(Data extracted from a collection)
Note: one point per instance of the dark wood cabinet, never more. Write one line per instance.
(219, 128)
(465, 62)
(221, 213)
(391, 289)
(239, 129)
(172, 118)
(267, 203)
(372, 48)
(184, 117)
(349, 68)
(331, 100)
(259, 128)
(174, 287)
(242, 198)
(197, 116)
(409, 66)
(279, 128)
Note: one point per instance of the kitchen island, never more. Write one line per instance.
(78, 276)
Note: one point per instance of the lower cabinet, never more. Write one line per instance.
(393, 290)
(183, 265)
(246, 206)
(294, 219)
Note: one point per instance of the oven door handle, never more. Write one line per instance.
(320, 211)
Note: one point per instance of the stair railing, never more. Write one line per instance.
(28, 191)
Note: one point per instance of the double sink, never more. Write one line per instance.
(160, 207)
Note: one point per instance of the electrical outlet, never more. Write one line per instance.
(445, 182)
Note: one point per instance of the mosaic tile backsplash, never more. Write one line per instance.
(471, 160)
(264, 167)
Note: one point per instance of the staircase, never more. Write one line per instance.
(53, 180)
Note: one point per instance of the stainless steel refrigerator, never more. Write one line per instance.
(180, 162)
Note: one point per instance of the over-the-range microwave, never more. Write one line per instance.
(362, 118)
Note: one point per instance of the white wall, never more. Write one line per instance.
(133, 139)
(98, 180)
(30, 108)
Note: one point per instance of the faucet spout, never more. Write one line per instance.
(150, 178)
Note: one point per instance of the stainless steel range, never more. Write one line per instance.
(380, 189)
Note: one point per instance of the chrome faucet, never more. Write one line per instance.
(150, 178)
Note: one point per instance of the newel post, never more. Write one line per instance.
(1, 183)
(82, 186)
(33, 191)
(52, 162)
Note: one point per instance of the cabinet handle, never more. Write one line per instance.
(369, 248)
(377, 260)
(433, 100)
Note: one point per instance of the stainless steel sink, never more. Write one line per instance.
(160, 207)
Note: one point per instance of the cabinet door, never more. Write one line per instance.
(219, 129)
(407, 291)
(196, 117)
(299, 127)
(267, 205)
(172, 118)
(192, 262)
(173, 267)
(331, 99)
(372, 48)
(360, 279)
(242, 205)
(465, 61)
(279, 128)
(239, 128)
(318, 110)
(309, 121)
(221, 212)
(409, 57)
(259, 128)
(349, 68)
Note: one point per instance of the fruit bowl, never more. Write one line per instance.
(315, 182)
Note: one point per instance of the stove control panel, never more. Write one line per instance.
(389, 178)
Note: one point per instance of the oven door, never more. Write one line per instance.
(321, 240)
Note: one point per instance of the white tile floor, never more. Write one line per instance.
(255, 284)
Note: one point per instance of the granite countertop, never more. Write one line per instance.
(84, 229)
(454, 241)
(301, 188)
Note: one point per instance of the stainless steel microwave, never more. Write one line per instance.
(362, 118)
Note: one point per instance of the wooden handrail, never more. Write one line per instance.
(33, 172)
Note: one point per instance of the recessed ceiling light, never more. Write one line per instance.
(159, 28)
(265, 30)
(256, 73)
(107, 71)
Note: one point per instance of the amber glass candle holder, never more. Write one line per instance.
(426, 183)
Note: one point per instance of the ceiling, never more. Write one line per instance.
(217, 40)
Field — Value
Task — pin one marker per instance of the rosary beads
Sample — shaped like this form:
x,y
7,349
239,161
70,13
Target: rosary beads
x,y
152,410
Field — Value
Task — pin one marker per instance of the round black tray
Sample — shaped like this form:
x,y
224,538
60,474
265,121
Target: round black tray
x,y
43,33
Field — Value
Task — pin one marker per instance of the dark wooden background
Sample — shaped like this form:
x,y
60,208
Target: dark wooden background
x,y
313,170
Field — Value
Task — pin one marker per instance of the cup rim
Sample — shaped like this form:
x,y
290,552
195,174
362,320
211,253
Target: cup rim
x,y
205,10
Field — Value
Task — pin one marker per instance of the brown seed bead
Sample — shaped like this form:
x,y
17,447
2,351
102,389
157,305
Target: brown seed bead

## WORK INSTRUCTIONS
Keep every word intact and transcribe the records in full.

## TASK OUTPUT
Note: one point per instance of the dark wood cabinet, never more. Write one line per instance.
(219, 128)
(465, 62)
(221, 213)
(391, 289)
(239, 129)
(172, 118)
(267, 203)
(372, 48)
(184, 117)
(349, 68)
(331, 100)
(259, 128)
(174, 287)
(242, 198)
(197, 116)
(409, 66)
(279, 128)
Note: one point per instance of the kitchen island, never more. Write one line per instance.
(78, 276)
Note: one point per instance of the lower cabinet, never more. Write one line per instance.
(393, 290)
(183, 265)
(246, 206)
(294, 219)
Note: one point per instance of the oven door handle, never more. Write one line per instance.
(320, 211)
Note: one point per instance of the stair railing, never more. Write one line per instance.
(28, 191)
Note: one point per instance of the double sink, never more. Write one line per instance.
(160, 207)
Note: one point per instance of the electrical outlet, never more. Write one line per instance.
(445, 182)
Note: one point per instance of the mosaic tile backsplash, never more. Write one line per instance.
(471, 160)
(264, 167)
Note: one point per instance of the staircase, never more. Write one line per instance.
(53, 180)
Note: one point per instance of the stainless steel refrigerator, never more. Write one line per instance.
(180, 162)
Note: one point per instance of the over-the-range microwave, never more. Write one line per instance.
(362, 118)
Note: one point per instance of the white wall, never more. Write one line per instance.
(133, 139)
(98, 180)
(30, 108)
Note: one point per instance of the faucet spout, never more. Write one line per instance.
(150, 178)
Note: one point per instance of the stainless steel range, never more. Write one line per instance.
(380, 189)
Note: one point per instance of the chrome faucet, never more. Write one line per instance.
(150, 178)
Note: one point per instance of the newel post, never more. Write one line per instance.
(1, 183)
(82, 186)
(33, 191)
(52, 162)
Note: one point per instance of the cabinet handle, never more. Write one line per instance.
(369, 248)
(377, 260)
(433, 100)
Note: one point per instance of the stainless steel sink, never more. Write one line per instance.
(160, 207)
Note: one point per instance of the cabinet door, never more. Write one line per instance.
(219, 129)
(407, 291)
(196, 117)
(299, 127)
(267, 205)
(172, 118)
(192, 262)
(173, 267)
(331, 99)
(372, 48)
(360, 279)
(242, 205)
(465, 61)
(279, 128)
(239, 128)
(318, 110)
(309, 121)
(221, 212)
(409, 57)
(259, 128)
(349, 68)
Note: one point per instance of the fruit bowl, never more. Write one line per instance.
(315, 182)
Note: one point per instance of the stove control panel, never more. Write one line per instance.
(389, 178)
Note: one point per instance of the oven door, never more. Write one line per instance.
(321, 240)
Note: one point per instance of the white tile floor, never more. Write one line per instance.
(255, 284)
Note: one point per instance of the granite countertop, never more. Write one line per instance.
(84, 229)
(454, 241)
(301, 188)
Note: one point per instance of the stainless steel microwave, never more. Write one line per instance.
(362, 118)
Note: one point per instance of the wooden handrail, never more. Write one line per instance.
(33, 172)
Note: one point per instance of the recessed ceiling light, never more. Write one line per instance.
(159, 28)
(265, 30)
(256, 73)
(107, 71)
Note: one point per instance of the amber glass candle holder, never more. Write one line per instance.
(426, 183)
Note: one point per instance of the ceiling, never more. Write one line per instance.
(217, 40)
Field — Value
Task — pin one marker per instance of the rosary beads
Sample — shaped like this form:
x,y
7,349
239,161
70,13
Target: rosary beads
x,y
152,410
Field — Value
Task — pin one marker per instance of the round black tray
Sample — shaped like this form:
x,y
224,538
60,474
265,121
Target: round black tray
x,y
43,33
Field — Value
Task — pin one marker per instance of the dark wooden background
Sample — shaped like this form:
x,y
60,208
Target: dark wooden background
x,y
313,170
Field — Value
Task — pin one marker per instance of the cup rim
Sample — shaped like this form:
x,y
290,552
195,174
362,320
211,253
Target: cup rim
x,y
205,10
Field — Value
Task — pin one marker per instance of the brown seed bead
Sample — shaped like this form:
x,y
17,447
2,351
102,389
157,305
Target: brown seed bead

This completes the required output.